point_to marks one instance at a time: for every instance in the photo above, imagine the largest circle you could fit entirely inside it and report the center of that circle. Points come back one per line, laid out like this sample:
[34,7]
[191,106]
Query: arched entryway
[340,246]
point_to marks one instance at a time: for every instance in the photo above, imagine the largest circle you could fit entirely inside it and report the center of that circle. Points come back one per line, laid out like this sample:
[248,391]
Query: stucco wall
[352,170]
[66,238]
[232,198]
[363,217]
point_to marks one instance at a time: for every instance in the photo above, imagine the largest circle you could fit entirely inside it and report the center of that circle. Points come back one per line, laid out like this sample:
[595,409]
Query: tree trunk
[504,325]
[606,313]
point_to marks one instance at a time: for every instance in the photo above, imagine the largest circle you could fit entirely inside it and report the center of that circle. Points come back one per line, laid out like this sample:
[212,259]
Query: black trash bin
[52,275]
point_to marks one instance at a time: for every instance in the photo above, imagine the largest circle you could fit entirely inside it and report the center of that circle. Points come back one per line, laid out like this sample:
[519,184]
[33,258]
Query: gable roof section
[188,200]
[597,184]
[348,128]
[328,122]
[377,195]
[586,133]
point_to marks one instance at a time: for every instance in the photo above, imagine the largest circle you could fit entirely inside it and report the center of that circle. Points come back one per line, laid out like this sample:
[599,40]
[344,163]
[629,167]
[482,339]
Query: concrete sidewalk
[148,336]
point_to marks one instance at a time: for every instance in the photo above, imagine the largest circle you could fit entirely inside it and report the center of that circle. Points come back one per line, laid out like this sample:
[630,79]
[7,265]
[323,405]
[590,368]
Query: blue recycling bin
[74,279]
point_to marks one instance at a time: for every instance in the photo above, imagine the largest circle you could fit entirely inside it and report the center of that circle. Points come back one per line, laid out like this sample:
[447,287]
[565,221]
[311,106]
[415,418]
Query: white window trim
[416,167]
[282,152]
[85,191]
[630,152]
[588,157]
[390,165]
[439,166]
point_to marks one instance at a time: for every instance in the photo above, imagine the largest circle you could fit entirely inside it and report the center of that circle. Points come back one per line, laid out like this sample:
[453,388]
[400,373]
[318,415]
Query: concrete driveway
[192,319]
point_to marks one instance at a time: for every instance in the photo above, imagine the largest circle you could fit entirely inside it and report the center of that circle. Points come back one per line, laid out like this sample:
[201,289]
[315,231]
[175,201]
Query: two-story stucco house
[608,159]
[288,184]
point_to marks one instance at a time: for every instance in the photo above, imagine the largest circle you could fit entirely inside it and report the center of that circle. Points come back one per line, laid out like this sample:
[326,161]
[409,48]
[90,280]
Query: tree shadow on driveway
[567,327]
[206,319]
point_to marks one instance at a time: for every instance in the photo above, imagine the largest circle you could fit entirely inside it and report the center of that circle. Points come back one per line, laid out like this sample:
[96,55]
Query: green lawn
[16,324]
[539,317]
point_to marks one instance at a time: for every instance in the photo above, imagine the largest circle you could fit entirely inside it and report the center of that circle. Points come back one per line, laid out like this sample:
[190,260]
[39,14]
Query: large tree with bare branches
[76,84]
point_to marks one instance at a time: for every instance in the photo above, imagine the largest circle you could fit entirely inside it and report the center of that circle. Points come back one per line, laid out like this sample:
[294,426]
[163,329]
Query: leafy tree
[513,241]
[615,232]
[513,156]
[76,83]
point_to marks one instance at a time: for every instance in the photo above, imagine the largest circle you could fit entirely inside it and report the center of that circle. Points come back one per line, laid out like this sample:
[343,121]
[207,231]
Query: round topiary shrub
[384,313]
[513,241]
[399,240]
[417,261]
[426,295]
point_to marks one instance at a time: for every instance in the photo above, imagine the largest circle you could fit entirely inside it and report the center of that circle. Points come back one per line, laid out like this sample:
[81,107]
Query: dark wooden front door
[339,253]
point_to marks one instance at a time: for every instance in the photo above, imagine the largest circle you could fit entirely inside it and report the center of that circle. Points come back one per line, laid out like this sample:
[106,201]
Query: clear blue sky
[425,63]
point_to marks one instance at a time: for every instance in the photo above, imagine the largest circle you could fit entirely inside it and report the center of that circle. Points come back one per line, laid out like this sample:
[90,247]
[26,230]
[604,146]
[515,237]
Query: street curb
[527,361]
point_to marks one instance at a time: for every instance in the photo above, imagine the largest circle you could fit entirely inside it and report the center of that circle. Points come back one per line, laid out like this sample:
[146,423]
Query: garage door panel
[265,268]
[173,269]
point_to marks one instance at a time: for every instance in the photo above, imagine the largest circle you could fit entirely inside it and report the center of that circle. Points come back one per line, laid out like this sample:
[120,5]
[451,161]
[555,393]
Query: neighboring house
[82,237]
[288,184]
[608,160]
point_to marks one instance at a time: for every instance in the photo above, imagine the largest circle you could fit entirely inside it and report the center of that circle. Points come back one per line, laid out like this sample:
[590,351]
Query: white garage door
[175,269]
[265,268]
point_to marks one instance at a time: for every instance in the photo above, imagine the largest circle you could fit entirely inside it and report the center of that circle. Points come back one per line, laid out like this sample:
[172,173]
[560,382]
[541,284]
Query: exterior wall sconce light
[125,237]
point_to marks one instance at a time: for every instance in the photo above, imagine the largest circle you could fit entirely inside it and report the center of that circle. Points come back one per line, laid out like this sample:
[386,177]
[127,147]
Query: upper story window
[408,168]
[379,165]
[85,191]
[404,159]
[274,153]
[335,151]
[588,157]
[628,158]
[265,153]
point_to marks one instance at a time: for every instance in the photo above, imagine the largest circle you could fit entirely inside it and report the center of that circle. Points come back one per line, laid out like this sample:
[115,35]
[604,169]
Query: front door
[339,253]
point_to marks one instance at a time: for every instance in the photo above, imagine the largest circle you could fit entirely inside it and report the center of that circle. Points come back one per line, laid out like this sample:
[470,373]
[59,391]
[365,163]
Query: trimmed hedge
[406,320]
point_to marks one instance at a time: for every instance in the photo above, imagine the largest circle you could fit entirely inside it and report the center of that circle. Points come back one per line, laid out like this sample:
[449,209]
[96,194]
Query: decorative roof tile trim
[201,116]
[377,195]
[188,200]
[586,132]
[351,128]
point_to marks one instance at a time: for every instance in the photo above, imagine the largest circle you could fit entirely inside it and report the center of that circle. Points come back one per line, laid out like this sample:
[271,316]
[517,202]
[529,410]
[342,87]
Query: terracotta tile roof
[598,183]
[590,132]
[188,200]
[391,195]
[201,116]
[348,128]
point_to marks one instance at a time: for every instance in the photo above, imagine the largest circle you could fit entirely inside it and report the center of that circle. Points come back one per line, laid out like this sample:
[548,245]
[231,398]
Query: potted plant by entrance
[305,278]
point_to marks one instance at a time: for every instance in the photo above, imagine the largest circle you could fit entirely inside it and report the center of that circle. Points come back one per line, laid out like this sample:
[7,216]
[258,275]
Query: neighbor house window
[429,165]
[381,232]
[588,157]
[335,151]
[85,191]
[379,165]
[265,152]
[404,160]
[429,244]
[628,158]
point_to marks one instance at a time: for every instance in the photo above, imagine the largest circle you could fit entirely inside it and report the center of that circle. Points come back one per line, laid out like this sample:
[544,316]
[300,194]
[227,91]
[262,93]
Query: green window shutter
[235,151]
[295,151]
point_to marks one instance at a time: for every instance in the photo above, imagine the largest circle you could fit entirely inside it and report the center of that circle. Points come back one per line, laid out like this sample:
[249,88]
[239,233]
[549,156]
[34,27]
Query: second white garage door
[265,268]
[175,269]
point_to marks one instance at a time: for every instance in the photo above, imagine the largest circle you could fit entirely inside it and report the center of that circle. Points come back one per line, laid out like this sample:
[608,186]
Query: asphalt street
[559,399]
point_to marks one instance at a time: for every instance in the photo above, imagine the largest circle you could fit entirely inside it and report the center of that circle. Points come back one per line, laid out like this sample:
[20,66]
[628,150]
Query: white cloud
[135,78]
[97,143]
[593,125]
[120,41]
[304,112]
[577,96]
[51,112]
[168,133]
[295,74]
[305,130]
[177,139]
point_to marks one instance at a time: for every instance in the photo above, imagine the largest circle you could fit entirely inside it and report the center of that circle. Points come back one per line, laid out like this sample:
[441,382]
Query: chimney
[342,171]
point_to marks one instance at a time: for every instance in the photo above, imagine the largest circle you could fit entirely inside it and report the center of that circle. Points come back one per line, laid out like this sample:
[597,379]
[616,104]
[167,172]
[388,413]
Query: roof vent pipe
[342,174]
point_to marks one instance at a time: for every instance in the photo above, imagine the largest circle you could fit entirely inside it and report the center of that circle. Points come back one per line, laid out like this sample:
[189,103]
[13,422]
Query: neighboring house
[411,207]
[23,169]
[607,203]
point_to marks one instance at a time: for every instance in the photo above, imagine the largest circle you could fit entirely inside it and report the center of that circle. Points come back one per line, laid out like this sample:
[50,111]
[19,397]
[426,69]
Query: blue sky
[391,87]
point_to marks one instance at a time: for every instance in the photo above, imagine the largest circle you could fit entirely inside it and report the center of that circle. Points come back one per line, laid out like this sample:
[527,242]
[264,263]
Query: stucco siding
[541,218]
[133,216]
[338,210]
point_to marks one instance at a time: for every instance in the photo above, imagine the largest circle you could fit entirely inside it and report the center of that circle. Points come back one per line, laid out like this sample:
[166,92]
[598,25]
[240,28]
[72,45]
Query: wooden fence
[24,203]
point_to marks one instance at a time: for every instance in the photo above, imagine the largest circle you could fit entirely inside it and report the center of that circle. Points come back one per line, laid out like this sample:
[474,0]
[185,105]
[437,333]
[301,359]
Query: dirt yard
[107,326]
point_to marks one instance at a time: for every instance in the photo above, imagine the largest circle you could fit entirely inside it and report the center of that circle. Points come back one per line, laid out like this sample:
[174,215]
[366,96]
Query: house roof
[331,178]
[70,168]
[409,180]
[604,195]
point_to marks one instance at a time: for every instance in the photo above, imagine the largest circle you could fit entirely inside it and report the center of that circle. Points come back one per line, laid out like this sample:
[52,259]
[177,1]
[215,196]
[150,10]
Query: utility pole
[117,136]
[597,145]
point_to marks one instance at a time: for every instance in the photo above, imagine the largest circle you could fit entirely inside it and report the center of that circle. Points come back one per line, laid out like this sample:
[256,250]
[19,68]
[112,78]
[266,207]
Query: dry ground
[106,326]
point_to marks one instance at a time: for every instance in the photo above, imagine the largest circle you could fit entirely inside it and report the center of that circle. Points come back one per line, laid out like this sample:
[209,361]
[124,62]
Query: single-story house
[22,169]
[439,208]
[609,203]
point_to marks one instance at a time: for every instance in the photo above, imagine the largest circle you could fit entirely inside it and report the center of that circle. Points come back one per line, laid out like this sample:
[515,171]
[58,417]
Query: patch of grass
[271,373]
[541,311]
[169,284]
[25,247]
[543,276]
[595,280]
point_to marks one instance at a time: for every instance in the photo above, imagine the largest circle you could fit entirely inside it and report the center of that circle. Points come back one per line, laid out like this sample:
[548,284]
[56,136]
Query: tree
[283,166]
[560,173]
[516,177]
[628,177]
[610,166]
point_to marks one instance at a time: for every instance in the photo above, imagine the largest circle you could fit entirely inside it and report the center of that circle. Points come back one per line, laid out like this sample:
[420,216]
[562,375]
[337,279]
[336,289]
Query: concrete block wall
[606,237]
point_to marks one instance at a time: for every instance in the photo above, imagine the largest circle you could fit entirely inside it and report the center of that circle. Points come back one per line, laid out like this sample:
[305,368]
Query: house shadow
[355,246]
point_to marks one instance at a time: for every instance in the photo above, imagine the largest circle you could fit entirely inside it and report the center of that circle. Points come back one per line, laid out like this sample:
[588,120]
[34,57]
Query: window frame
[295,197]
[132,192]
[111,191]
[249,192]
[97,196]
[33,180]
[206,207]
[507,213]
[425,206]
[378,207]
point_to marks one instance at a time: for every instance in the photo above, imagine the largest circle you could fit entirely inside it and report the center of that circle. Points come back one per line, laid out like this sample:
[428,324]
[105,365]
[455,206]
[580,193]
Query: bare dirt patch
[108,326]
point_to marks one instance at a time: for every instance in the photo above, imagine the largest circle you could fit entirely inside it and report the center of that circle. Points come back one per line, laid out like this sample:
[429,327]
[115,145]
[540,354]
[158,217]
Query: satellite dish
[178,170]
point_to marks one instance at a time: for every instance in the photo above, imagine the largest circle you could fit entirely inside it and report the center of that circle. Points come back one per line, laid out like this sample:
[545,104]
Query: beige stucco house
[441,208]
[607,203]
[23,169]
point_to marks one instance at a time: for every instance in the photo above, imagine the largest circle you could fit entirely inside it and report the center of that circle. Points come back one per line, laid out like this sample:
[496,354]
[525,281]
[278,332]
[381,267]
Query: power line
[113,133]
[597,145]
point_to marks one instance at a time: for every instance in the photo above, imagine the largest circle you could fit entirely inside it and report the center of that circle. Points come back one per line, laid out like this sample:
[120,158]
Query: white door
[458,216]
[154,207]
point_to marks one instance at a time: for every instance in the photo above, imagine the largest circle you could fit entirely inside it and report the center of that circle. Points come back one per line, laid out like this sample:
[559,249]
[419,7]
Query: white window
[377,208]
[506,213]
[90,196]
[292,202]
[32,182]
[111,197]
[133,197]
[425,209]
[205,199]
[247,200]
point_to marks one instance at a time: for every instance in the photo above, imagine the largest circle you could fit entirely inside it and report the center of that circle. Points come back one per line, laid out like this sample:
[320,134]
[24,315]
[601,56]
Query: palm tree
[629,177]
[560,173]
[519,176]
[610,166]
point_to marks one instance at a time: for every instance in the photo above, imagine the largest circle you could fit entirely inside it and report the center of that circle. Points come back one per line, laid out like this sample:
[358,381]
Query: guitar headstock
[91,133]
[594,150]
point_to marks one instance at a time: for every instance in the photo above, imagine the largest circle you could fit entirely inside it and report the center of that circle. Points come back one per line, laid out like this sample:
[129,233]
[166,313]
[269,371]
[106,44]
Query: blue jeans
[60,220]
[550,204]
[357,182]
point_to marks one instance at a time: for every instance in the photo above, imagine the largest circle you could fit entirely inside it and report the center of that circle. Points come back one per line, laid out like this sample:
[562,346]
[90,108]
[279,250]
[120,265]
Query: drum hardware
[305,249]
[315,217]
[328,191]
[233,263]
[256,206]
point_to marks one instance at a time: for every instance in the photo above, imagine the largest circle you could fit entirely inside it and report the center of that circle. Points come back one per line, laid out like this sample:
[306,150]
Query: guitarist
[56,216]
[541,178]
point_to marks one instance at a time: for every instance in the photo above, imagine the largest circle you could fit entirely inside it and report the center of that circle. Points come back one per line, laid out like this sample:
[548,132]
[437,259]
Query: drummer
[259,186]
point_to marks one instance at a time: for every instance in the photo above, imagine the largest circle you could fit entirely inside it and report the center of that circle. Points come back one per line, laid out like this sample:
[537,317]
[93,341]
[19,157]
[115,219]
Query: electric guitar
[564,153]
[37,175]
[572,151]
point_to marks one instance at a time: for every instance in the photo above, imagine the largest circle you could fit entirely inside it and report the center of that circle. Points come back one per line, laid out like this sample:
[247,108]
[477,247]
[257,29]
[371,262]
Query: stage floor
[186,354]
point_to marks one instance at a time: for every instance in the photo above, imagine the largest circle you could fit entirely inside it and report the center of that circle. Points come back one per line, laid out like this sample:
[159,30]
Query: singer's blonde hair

__Goal__: Please count the lines of the data above that contain the string "driveway". Case counts, so uppercase and lowercase letters don't match each other; reply with the number alone.

__Complete answer__: 2